>>>>
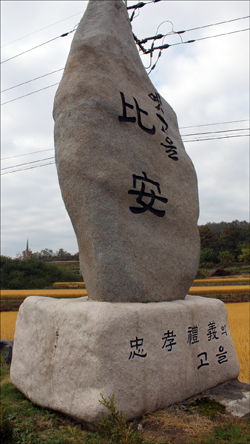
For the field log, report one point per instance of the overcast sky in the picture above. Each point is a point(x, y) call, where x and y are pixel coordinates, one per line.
point(206, 83)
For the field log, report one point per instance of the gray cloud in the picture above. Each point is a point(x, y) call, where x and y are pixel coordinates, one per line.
point(205, 82)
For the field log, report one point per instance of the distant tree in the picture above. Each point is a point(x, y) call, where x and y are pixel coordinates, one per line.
point(61, 254)
point(208, 238)
point(245, 256)
point(32, 274)
point(230, 238)
point(208, 256)
point(226, 258)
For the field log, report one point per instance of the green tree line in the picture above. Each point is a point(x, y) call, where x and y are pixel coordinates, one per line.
point(225, 243)
point(19, 274)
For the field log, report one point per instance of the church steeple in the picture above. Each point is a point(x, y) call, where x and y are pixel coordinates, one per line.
point(27, 253)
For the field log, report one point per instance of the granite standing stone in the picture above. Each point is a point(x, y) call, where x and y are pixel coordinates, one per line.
point(127, 182)
point(66, 352)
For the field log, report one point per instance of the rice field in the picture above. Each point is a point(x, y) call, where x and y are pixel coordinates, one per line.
point(238, 320)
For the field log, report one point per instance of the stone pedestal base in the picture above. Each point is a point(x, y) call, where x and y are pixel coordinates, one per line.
point(66, 352)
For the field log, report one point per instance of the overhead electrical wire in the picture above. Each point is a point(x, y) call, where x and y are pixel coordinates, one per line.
point(38, 46)
point(27, 163)
point(217, 123)
point(35, 32)
point(30, 165)
point(183, 135)
point(32, 80)
point(29, 94)
point(26, 154)
point(146, 52)
point(139, 42)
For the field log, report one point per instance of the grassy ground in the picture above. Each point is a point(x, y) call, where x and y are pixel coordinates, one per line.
point(200, 422)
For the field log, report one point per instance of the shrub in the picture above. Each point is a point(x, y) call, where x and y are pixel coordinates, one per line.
point(245, 256)
point(226, 257)
point(32, 273)
point(6, 428)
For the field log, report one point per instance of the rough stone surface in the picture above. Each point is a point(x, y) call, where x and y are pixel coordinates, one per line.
point(111, 124)
point(6, 347)
point(66, 352)
point(234, 395)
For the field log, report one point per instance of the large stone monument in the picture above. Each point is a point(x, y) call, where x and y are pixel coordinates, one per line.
point(131, 192)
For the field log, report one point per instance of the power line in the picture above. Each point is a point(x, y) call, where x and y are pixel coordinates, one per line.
point(29, 94)
point(216, 132)
point(159, 36)
point(216, 138)
point(32, 80)
point(26, 154)
point(38, 46)
point(139, 42)
point(183, 135)
point(192, 41)
point(50, 158)
point(213, 24)
point(218, 123)
point(28, 168)
point(41, 29)
point(27, 163)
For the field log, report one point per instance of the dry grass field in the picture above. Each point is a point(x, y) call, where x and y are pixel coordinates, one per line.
point(238, 319)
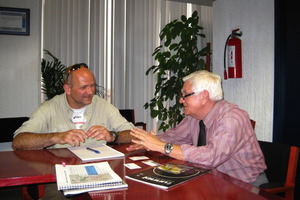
<<<<
**Task to complete**
Reproduce the material above with every occurrence of "field log" swapped for "site survey record", keeping everything else unchanged. Omit the pictures from your output.

**Result of the task**
For the site survey record, report one point per instance of the overcast sky in the picture above. Each point is a point(x, y) call, where x and y are pixel coordinates, one per line.
point(206, 83)
For the site survey record, report one point per instance of the gray cloud in the picture above. Each point is a point(x, y) call, where x and y are pixel coordinates, one per line.
point(205, 82)
For the site survey record, report one point per instance of the distant tree in the picture above. Each point is a point(x, y) call, where x and y are pixel coordinates, one per line.
point(61, 254)
point(208, 238)
point(245, 256)
point(32, 274)
point(230, 238)
point(208, 256)
point(226, 258)
For the site survey record, report one point per instance of the green tree line in the picture above. Each point is a point(x, y) call, where x and y are pixel coordinates, one per line.
point(225, 243)
point(19, 274)
For the site survey record, report one point per instance of the church steeple in the picture above. Each point is a point(x, y) call, where x and y are pixel coordinates, one per line.
point(27, 253)
For the site survey record, report one point per instance of the granite standing stone in the picture above. Each point is a point(x, y) call, where x and y are pixel coordinates, one per line.
point(127, 182)
point(66, 352)
For the site survey record, report one point per instance of the rice field in the picture above. Each point is a point(x, y) call, where x and y are pixel coordinates, one per line.
point(238, 320)
For the site survey record, report one point per instance of the stone pedestal base in the picture above. Each point is a point(x, y) call, where x and y are pixel coordinates, one per line.
point(66, 352)
For the site survey record, report one point per instance of the overhead electrical wire in the picture above. Each point is a point(x, y) call, where x and y are pixel coordinates, one per line.
point(38, 46)
point(27, 163)
point(217, 123)
point(35, 32)
point(30, 165)
point(183, 135)
point(32, 80)
point(29, 94)
point(26, 154)
point(146, 52)
point(139, 42)
For the site survey record, report one point per instance of the grassy ground in the picture above. Each point is a point(x, y) call, where x and y are pixel coordinates, one per line.
point(200, 422)
For the site survey record, report one point per instance of the shrub in the picture above. Each point is a point(x, y) call, where x and y are pixel coordinates, one per line.
point(245, 256)
point(226, 257)
point(32, 273)
point(6, 428)
For the site survey record, report one point per instance of the rough stone surface in the picture above. Each point is a point(x, y) call, where x and y are pixel coordinates, one per line.
point(111, 124)
point(6, 347)
point(66, 352)
point(234, 395)
For the site survey record, report one point per instance of the large stone monument in the picture above. Each point is a point(x, y) call, where x and y are pixel coordinates, one per line.
point(131, 192)
For the site survey record, report one point per instance of the power line in the picture above. Each point is a point(x, y) call, where x and y are pixel coordinates, one per line.
point(29, 94)
point(216, 132)
point(159, 36)
point(216, 138)
point(32, 80)
point(26, 154)
point(38, 46)
point(139, 42)
point(183, 135)
point(192, 41)
point(50, 158)
point(213, 24)
point(218, 123)
point(28, 168)
point(41, 29)
point(27, 163)
For the site survey record, report one point per instance of the dry grass field in the picture above. Each point is a point(x, y) call, where x and y are pixel coordinates, one per line.
point(238, 319)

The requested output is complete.